----- Source data -----

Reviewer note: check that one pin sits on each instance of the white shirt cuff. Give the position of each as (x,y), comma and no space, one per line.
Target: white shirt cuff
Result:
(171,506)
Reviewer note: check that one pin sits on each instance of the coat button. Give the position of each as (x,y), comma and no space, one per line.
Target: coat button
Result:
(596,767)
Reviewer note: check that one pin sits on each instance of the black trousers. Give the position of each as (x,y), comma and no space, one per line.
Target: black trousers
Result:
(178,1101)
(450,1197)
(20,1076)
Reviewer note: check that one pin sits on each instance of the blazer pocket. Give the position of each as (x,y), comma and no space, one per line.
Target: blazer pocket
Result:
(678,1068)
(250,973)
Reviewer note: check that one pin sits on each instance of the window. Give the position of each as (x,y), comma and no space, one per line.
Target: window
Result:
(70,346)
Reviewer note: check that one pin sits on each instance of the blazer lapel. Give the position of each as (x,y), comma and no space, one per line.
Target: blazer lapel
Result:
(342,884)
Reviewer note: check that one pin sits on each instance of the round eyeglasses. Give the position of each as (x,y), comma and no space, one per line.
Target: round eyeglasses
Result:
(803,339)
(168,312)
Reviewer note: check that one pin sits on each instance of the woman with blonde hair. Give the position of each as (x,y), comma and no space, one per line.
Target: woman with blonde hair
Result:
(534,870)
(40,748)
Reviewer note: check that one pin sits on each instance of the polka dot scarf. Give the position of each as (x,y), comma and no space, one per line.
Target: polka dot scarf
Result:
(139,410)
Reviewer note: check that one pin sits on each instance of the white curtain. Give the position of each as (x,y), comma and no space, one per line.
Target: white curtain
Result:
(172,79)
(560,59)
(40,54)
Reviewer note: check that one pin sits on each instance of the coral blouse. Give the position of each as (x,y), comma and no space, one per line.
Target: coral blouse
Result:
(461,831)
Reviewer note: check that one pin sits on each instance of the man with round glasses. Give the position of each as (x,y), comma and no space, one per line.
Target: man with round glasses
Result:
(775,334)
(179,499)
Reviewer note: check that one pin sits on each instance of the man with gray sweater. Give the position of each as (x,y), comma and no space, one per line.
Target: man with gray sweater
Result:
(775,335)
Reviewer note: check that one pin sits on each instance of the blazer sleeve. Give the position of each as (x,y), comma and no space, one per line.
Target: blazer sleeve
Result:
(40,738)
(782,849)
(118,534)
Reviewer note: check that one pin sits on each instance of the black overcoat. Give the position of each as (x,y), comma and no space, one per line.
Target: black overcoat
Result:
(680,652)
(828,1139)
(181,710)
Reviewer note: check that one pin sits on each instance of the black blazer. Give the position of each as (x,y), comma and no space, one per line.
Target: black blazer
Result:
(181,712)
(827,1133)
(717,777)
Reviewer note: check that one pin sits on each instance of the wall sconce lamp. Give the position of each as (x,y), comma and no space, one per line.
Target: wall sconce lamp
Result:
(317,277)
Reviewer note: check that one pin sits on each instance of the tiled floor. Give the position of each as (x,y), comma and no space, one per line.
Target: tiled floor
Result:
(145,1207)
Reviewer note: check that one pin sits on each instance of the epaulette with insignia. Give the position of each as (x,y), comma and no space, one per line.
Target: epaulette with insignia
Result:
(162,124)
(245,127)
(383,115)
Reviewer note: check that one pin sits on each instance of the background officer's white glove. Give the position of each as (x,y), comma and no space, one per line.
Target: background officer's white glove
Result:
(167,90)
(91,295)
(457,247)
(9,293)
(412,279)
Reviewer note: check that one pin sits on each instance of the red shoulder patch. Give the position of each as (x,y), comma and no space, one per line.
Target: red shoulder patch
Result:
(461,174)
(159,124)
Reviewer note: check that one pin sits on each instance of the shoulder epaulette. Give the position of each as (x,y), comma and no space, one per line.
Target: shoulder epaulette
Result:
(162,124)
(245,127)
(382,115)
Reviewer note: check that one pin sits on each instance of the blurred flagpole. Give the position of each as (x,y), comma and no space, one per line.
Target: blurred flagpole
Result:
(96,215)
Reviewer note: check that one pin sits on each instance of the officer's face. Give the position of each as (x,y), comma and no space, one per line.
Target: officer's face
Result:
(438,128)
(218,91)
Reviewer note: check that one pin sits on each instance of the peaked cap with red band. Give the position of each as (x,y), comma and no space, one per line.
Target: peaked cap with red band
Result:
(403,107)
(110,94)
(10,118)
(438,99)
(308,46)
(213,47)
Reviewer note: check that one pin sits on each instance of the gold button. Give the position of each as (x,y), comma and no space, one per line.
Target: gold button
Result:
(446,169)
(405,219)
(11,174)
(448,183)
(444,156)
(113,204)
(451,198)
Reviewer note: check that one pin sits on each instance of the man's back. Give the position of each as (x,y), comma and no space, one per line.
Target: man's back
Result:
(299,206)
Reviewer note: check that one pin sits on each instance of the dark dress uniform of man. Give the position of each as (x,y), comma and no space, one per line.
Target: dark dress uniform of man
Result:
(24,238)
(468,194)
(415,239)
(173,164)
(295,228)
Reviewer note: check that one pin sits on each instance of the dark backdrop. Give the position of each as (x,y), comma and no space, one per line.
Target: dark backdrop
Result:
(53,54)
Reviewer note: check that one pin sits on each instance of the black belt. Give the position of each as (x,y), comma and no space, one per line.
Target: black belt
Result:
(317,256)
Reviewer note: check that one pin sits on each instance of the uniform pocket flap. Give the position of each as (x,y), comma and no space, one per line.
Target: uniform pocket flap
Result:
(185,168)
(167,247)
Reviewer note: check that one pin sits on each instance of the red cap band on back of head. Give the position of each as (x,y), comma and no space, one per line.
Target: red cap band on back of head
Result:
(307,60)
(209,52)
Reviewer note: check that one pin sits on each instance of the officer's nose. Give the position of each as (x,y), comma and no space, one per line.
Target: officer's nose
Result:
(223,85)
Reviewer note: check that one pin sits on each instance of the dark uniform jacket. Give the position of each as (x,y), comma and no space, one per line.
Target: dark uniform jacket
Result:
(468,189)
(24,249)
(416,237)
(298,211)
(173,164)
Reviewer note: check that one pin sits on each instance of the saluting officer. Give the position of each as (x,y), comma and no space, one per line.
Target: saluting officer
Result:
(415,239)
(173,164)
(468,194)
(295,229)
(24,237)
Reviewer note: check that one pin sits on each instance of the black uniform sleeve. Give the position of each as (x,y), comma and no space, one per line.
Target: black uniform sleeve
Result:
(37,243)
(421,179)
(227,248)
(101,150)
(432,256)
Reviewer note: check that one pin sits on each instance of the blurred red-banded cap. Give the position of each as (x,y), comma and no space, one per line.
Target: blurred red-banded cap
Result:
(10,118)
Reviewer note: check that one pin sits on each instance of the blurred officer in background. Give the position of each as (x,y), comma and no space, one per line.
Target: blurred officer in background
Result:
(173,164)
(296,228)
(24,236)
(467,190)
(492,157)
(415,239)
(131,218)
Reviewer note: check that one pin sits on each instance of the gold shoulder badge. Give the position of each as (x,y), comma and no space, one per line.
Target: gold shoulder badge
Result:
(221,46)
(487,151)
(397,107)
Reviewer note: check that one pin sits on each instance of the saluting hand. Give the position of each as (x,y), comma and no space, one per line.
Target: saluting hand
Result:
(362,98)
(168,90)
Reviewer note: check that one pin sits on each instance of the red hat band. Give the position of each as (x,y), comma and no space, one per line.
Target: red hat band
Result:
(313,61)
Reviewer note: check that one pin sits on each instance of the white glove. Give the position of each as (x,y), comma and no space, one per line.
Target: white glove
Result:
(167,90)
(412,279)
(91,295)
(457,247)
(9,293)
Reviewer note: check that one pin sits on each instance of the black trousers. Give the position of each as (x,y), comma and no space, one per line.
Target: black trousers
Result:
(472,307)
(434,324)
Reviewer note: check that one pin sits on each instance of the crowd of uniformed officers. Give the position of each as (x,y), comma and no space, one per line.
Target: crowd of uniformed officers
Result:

-----

**Job**
Output, unchanged, the lines from the line with "the saluting hand." through the final line of the material.

**Solution to the problem**
Reviewer note: check that one pin sits on each instance of the saluting hand. Give the position of each as (x,y), comma and no space, one per line.
Target: saluting hand
Result:
(362,98)
(168,90)
Reviewer note: check that one pin sits on each instance of the red hat band. Give the position of each as (x,y), comma and no space, one per line.
Target: red hat band
Result:
(313,61)
Reviewer note: check that one pin sits on each instance of the white glove. Give the position of each as (x,y), comma and no space, one per line.
Target: white glove
Result:
(167,90)
(412,279)
(91,295)
(457,247)
(9,293)
Reviewer note: check that one pin sits on each instance of the black trousers. Give the position of each as (x,y), comma and no space, one per line.
Target: black trousers
Result:
(472,307)
(434,324)
Reviewer note: check that one pin sits on each instance of the crowd of uniformed officers. Give the position of each as (x,y), comma and no space, one per line.
Target: crowd of uniformed officers
Result:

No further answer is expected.